Required tasks —
a) In the essay about always expecting the worst, how old was the writer when the writer's father died?
b) Render this sentence from the essay about always expecting the worst in Spanish: "Phone calls in the middle of the night always meant someone was sick, dying, or dead."
c) Carry the essay about always expecting the worst forward from its final line, keeping its first-person voice.

Passage to read —
_ _ _
Waiting For The Proverbial Shoe To Drop

by Cara Paiuk
Originally Published: 
A man and a child holding umbrellas on a rainy day, blurred out in the distance.

Death visited me early in life. My father died when I was four and my grandfather died six months later. Phone calls in the middle of the night always meant someone was sick, dying, or dead. Maybe because of this I am always expecting the worst or for the proverbial shoe to drop. I am finally in a good place with a loving husband, wonderful kids, a new home, and a community we’ve embraced . . . and yet it all feels so tenuous.

In an instant, a terrible incident could pierce my bubble. Car accidents. Bus accidents. Plane accidents. Bike accidents. Trees falling down in a storm crashing through our roof. A slip in the bathroom. A tumble from somewhere that didn’t seem too high. Random acts of violence.

It’s almost as if I have flashbacks for stuff that didn’t even happen to me. In fact, I am plagued with recurring daydream nightmares of gruesome images I’ve seen on the news:

  • A bus with its top half sheared off – along with its passengers’ heads.
_ _ _
Recorded data —
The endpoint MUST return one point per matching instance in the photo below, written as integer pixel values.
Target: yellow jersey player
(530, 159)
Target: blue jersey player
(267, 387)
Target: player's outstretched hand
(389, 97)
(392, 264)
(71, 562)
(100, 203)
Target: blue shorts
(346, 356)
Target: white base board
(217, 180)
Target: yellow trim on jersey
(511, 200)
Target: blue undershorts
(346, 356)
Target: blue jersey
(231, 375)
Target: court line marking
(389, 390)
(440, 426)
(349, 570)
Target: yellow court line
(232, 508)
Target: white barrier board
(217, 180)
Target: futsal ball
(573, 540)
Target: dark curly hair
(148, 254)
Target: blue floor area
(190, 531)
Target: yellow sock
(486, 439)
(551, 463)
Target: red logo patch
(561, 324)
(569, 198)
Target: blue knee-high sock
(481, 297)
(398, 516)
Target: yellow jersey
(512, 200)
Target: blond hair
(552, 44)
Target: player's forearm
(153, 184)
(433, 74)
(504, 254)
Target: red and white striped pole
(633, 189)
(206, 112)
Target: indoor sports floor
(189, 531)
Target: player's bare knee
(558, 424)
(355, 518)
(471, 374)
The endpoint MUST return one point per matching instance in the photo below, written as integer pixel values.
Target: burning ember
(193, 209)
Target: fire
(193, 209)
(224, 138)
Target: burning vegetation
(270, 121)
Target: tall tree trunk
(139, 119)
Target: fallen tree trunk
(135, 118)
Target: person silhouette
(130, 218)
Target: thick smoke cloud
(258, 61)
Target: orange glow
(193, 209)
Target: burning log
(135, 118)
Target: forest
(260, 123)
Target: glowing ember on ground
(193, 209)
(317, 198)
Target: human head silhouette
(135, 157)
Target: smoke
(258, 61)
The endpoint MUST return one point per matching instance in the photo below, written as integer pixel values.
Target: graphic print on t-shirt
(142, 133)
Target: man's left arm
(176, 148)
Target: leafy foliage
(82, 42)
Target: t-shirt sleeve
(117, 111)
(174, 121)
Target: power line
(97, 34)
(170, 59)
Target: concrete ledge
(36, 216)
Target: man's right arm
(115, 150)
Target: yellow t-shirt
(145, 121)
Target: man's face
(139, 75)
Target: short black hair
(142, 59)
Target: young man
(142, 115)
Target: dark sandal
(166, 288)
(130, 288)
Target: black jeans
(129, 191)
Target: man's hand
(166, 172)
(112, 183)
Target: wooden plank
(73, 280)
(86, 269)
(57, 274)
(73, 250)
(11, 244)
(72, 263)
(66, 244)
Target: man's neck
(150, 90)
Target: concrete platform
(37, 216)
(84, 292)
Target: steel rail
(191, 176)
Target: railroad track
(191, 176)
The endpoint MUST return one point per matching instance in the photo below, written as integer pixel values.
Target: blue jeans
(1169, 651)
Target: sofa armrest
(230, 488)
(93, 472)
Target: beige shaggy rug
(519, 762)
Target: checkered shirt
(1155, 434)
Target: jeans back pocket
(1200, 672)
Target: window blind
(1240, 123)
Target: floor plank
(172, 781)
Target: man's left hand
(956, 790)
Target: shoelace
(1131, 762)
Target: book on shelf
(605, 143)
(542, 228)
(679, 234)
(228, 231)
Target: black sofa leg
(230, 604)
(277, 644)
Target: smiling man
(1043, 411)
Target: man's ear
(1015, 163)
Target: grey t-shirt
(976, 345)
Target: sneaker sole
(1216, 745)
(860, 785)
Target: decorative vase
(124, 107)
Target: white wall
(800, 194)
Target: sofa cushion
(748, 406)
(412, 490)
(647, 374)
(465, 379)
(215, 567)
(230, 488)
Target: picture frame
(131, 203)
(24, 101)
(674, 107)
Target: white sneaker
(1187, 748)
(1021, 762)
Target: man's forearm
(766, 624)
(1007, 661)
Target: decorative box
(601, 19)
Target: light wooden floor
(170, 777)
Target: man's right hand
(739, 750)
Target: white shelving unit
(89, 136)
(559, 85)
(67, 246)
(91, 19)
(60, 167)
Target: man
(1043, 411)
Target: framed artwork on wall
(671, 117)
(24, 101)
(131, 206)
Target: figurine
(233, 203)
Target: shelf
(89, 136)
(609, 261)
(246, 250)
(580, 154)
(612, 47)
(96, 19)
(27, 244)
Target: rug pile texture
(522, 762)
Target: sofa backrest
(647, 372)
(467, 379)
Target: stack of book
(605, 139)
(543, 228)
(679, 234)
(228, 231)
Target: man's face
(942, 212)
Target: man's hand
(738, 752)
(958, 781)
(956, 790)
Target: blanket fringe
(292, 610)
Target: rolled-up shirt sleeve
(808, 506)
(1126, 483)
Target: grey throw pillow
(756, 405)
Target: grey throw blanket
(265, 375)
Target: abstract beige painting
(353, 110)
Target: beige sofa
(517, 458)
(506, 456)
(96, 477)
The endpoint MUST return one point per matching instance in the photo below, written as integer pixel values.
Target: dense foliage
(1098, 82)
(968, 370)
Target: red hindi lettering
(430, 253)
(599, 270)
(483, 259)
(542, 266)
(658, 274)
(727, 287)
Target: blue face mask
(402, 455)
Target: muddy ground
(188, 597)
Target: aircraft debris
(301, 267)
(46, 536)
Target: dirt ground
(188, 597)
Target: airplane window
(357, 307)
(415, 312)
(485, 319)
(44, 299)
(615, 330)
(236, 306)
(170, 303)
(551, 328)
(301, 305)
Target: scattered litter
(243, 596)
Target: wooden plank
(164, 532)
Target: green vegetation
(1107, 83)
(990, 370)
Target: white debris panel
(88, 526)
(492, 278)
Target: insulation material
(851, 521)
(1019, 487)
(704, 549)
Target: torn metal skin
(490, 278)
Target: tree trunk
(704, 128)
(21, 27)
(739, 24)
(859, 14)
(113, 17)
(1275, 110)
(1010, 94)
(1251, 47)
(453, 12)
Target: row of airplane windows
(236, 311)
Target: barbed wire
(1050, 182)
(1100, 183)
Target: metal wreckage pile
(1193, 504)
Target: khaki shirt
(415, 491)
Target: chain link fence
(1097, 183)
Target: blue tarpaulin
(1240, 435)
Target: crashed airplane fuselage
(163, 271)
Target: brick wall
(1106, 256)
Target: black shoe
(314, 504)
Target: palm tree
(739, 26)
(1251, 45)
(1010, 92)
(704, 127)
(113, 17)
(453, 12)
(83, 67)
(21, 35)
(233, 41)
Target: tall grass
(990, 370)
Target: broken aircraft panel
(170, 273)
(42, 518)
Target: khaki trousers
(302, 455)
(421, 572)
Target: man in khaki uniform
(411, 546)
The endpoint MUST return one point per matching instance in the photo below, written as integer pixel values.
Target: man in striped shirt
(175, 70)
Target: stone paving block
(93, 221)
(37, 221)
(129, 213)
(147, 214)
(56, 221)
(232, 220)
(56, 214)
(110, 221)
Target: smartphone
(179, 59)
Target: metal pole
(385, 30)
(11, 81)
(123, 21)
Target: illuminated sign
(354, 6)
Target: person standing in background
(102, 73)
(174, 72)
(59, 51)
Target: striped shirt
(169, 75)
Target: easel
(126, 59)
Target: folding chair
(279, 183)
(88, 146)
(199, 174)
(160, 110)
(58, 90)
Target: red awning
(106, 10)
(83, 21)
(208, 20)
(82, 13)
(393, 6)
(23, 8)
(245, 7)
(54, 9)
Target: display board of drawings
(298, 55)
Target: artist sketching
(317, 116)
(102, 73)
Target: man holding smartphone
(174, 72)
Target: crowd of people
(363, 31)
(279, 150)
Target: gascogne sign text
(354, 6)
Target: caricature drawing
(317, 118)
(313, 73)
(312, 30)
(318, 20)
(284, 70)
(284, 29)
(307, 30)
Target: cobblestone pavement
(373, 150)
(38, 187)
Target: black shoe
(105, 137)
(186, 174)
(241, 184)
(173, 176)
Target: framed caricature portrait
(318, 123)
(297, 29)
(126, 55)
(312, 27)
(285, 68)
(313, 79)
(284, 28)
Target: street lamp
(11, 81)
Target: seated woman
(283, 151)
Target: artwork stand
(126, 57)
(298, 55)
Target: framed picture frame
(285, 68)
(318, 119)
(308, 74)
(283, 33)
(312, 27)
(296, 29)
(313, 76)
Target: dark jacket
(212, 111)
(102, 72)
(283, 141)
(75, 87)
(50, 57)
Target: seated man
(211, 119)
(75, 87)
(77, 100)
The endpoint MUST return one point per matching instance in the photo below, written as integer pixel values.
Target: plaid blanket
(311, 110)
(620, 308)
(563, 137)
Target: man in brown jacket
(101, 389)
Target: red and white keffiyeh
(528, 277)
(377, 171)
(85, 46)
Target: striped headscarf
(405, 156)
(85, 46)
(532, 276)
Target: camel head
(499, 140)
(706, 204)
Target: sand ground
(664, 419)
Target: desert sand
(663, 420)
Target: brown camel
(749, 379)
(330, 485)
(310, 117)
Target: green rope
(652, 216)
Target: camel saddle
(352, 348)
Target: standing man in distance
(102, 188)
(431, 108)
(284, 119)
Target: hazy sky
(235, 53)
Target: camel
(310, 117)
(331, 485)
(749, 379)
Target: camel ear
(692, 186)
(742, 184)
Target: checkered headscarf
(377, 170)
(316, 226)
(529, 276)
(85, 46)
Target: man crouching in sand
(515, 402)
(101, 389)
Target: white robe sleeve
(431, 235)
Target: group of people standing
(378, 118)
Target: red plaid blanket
_ _ _
Results of the tasks —
a) Four years old.

b) Las llamadas telefónicas en medio de la noche siempre significaban que alguien estaba enfermo, muriéndose o muerto.

c)
  • The woman who drove the wrong way down a parkway and killed herself and a gaggle of kids.
  • A car accident in Texas that killed the parents and left their children in wheelchairs.
  • Babies left in hot cars to die.
  • A toddler run over by grandma in the driveway because she never saw him.

I am one of the most laid back moms I know and this paranoia seems a complete contradiction to that. I could go on and on about the stories I hear that leave an imprint on my brain. What I conjure up on my own is usually worse. Decapitations, loss of limbs, broken bones, brain injuries, sicknesses, diseases, death. Blood, guts, blue lips, death eyes. These visions haunt me. Every. Single. F^&*ing. Day.

Now, before you tell me I need to go straight to a therapist and not pass go to collect my $200, these images do not cause panic attacks or make me unable to function. They do not debilitate me or consume me for every second of every day. They pop into my head at random times and I acknowledge the thought, tell myself to get on with the day, and move on. I don’t really have time to ruminate over them.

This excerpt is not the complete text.